Their reasoning is flawed since the C.B.O. has also predicted that the bill would offset the re-enlistment decline by increasing new recruits -- by 16 percent [imagine a dramatic "ta-dah" playing in the background]. The chance of a real shot at a college education turns out to be as strong a lure as ever. This is good news for our punishingly overburdened volunteer army, which needs all the smart, ambitious strivers it can get. [As opposed to the tired, cynical, doddering NCO hacks the Times wants to boot out.]

So let's see... we lose a bunch of Army Staff Sergeants, Air Force Top sergeants, Navy Petty Officers, and Marine Corps Gunnery Sergeants. But that's okay, because we gain an equal number of buck privates, airman recruits, seaman recruits, and privates.

So what are those ungenerous, veteran-hating Republican macacas whining about? The same number of losers will still be stuk in irak, right? They should instead be grateful the Democrats don't simply ban NCOs all together -- "three stripes, you're out."

Records excerpted from a collection
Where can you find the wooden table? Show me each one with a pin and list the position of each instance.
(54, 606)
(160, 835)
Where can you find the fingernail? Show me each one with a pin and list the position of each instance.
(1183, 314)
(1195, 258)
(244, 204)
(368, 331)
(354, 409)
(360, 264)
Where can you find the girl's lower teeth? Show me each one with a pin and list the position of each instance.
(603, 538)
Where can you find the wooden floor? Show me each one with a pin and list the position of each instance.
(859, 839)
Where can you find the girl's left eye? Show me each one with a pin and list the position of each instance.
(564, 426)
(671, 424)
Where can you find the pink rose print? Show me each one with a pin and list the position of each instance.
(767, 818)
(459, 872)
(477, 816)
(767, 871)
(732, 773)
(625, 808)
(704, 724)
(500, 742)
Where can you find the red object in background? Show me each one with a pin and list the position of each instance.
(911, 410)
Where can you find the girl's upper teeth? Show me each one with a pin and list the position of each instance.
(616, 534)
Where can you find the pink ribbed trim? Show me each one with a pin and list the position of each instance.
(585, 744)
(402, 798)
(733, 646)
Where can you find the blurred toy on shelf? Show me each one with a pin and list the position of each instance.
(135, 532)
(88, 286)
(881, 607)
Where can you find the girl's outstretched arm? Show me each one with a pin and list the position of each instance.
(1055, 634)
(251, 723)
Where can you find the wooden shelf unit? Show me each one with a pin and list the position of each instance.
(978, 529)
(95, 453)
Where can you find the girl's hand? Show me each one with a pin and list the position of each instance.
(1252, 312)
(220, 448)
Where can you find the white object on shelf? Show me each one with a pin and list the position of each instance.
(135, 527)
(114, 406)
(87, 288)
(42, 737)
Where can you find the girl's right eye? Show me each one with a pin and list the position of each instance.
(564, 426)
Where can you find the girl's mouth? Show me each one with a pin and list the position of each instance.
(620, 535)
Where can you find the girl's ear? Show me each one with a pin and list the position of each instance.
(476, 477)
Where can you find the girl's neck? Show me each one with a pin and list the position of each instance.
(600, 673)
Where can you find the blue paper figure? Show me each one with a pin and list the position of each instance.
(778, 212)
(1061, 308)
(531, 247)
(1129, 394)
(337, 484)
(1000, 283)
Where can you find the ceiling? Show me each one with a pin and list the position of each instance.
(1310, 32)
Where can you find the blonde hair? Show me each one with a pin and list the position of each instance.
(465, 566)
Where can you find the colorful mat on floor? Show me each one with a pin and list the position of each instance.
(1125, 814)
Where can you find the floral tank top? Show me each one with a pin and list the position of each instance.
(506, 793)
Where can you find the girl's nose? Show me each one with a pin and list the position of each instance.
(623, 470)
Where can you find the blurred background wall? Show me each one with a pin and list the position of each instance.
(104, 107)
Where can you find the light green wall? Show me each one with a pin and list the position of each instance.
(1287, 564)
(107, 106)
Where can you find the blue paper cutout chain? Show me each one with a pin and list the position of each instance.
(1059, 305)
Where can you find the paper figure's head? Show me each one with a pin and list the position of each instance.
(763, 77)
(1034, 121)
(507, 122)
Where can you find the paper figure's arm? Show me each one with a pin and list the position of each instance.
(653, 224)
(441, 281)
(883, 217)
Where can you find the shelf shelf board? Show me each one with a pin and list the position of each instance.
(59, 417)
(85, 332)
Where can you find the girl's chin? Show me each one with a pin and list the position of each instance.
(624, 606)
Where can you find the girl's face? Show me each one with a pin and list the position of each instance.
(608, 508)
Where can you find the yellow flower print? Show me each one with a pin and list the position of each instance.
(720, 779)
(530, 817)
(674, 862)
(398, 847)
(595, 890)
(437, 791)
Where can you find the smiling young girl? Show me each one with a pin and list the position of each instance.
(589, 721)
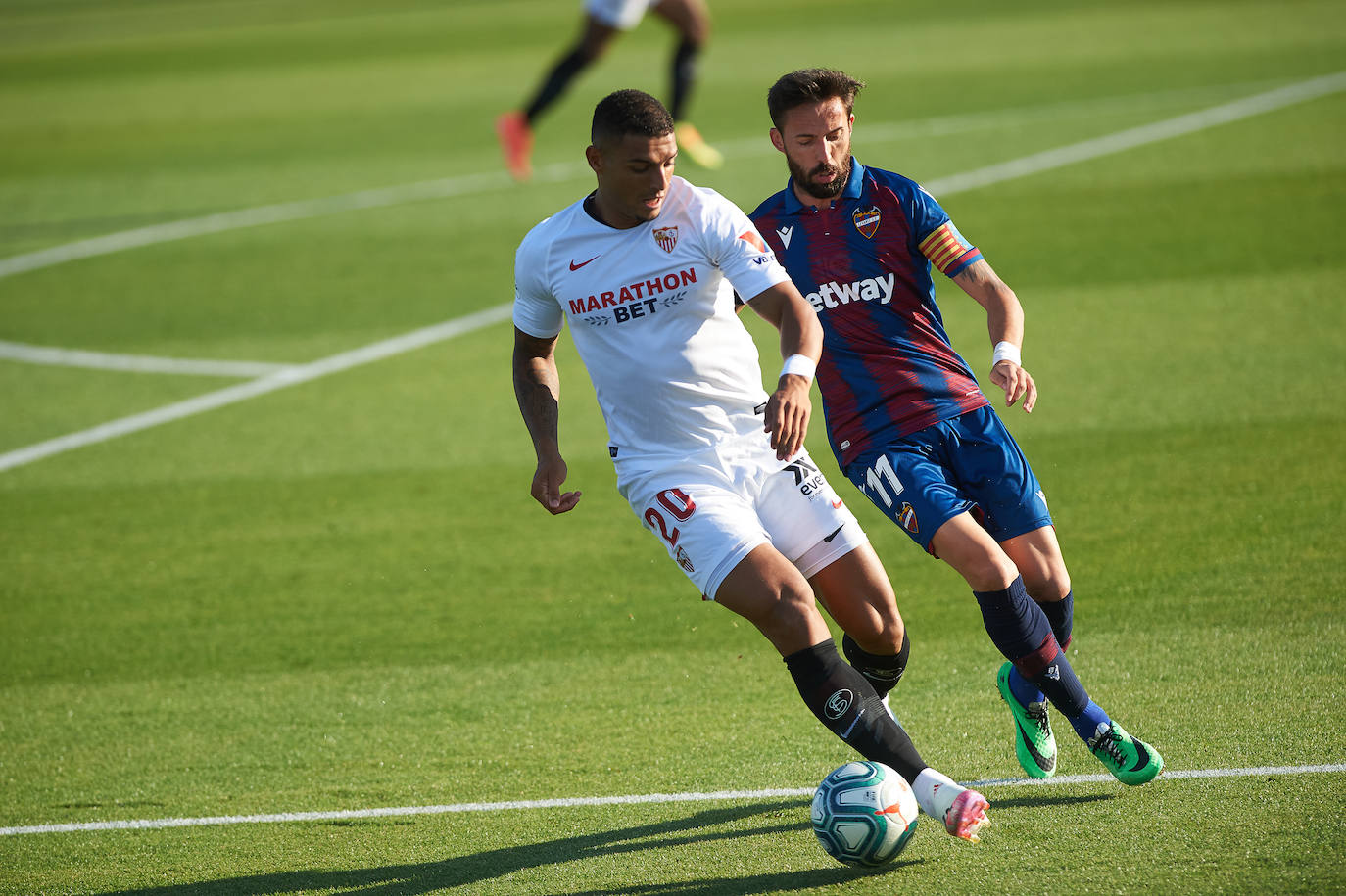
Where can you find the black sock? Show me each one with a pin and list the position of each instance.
(684, 74)
(846, 705)
(556, 82)
(881, 672)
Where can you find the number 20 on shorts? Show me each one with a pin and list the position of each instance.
(679, 504)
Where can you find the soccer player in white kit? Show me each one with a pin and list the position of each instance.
(645, 269)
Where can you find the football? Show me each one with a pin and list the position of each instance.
(864, 814)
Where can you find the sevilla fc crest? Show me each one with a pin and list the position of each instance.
(867, 221)
(907, 517)
(684, 561)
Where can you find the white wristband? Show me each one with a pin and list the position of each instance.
(799, 366)
(1006, 352)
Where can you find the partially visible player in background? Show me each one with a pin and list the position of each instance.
(603, 19)
(909, 424)
(711, 463)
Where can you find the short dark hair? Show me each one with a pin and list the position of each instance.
(810, 85)
(627, 112)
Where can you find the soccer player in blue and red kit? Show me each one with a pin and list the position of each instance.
(906, 418)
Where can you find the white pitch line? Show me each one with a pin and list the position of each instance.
(279, 380)
(468, 184)
(1143, 135)
(392, 812)
(989, 175)
(135, 363)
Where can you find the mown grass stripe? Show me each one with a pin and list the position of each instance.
(392, 812)
(988, 175)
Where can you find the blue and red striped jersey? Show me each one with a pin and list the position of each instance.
(888, 365)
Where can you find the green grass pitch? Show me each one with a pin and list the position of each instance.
(339, 596)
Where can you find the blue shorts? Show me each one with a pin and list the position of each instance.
(968, 463)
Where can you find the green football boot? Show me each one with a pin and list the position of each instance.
(1034, 743)
(1130, 760)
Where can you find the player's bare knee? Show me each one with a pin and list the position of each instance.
(791, 614)
(1047, 589)
(988, 572)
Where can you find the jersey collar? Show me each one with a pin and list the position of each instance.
(853, 186)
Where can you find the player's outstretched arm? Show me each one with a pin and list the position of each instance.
(1004, 322)
(537, 386)
(789, 407)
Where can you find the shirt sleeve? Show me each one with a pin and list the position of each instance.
(735, 247)
(536, 308)
(939, 241)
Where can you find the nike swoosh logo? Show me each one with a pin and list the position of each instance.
(1143, 756)
(1043, 762)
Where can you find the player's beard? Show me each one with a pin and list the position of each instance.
(830, 190)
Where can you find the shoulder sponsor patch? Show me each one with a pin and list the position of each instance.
(752, 240)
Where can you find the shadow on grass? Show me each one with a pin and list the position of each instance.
(425, 877)
(1038, 802)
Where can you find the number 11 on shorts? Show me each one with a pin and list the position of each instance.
(884, 467)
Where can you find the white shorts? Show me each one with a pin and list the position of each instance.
(618, 14)
(711, 514)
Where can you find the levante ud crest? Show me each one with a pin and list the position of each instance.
(867, 221)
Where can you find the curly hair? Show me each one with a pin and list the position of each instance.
(627, 112)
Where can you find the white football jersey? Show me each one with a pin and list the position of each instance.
(651, 315)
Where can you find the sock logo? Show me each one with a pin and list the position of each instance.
(838, 704)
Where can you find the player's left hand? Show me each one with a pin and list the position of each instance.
(1017, 382)
(788, 413)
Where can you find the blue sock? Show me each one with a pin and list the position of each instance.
(1061, 615)
(1023, 689)
(1087, 722)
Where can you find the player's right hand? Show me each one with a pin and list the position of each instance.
(547, 486)
(1017, 382)
(788, 413)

What is expected: Extract the commentary on the C.B.O. recruitment prediction above and reproduce it in full, word for word.

Complete response:
Their reasoning is flawed since the C.B.O. has also predicted that the bill would offset the re-enlistment decline by increasing new recruits -- by 16 percent [imagine a dramatic "ta-dah" playing in the background]. The chance of a real shot at a college education turns out to be as strong a lure as ever. This is good news for our punishingly overburdened volunteer army, which needs all the smart, ambitious strivers it can get. [As opposed to the tired, cynical, doddering NCO hacks the Times wants to boot out.]

So let's see... we lose a bunch of Army Staff Sergeants, Air Force Top sergeants, Navy Petty Officers, and Marine Corps Gunnery Sergeants. But that's okay, because we gain an equal number of buck privates, airman recruits, seaman recruits, and privates.

So what are those ungenerous, veteran-hating Republican macacas whining about? The same number of losers will still be stuk in irak, right? They should instead be grateful the Democrats don't simply ban NCOs all together -- "three stripes, you're out."